TÂCHE DEMANDÉE A.
Relève dans l'extrait tous les gestes que les mots « gestes ancrés consistant à » introduisent.
TÂCHE DEMANDÉE B.
Filtre les lignes en recopiant chacune de celles qui contiennent la chaîne "every", en tenant compte de la casse.

EXTRAIT DU DOCUMENT.
══════════════════════════════
À propos de langage et de communauté dans l’œuvre de Bruno Beltrão et du Grupo de Rua de Niterói
Un performeur se tient sur l’avant-scène gauche, le dos tourné au public, tandis qu’un autre court à reculons pendant de longues minutes dans la quasi-obscurité. Il décrit plusieurs grands cercles, prend une pause pour observer l’espace, puis continue à parcourir de plus petits cercles, ralentit pour changer de direction par un petit saut, recommence encore et encore, et pivote sur son axe pour gagner de la vitesse. Il prend une brève pause pour doubler la position de son témoin, et lui fait face un moment, avant de tourner et d’observer l’espace décrit une fois de plus. Ensuite, il se laisse à nouveau aspirer dans l’orbite pour parfois se lancer vers l’extérieur en zigzaguant et se mouvant latéralement de manière frénétique. Cherchant à maîtriser ces énergies agitées et ces forces conflictuelles, le danseur les comprime dans des gestes ancrés consistant à se pencher, à balancer, à tâtonner, et finit par tournoyer sur le sol, s’asseoir et regarder l’espace pendant que la lumière s’allume.
══════════════════════════════
CONTENU DES DONNÉES.

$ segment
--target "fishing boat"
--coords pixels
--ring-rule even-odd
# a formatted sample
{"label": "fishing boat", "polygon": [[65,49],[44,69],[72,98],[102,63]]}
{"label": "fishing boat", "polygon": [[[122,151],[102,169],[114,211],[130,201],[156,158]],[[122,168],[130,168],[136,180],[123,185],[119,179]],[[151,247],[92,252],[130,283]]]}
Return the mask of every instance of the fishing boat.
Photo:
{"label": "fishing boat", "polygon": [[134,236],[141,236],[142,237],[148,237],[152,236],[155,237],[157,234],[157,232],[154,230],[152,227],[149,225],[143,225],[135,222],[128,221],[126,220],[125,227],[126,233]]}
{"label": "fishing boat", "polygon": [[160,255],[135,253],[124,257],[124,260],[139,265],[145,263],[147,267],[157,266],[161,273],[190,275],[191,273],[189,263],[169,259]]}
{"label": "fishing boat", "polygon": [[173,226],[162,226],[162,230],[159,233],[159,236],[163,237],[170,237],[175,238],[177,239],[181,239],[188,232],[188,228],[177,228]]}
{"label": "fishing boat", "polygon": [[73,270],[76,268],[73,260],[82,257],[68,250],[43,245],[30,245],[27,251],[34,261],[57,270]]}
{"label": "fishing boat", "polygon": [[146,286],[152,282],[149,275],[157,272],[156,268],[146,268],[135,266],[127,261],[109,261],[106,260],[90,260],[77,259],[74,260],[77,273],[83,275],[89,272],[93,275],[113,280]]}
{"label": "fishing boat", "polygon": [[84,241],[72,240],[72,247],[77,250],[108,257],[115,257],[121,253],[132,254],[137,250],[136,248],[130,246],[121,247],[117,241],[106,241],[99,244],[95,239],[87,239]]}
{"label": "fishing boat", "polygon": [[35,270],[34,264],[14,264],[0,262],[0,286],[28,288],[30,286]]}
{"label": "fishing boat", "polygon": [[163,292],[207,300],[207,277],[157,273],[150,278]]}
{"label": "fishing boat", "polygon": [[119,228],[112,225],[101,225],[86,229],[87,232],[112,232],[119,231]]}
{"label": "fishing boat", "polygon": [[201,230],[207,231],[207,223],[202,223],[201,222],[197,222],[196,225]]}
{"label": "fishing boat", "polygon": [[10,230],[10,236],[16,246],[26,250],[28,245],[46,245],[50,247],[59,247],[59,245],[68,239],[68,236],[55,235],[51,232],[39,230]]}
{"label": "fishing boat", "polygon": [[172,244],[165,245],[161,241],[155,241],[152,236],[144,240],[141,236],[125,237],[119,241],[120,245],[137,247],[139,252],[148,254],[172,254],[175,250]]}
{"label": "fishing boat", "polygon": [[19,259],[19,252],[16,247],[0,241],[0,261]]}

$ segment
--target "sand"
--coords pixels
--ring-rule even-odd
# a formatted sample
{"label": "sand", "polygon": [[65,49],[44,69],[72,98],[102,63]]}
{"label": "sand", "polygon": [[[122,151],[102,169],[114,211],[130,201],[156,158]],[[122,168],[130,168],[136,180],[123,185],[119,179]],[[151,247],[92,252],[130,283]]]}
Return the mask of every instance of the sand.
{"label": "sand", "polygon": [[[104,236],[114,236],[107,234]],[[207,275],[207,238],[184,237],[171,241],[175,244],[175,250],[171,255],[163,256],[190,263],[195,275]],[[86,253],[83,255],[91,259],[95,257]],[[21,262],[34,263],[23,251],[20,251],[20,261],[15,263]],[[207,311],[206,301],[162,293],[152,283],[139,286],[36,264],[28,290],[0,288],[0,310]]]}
══════════════════════════════
RÉSULTAT A.
- se pencher
- balancer
- tâtonner

RÉSULTAT B.
Return the mask of every instance of the fishing boat.
Return the mask of every instance of the sand.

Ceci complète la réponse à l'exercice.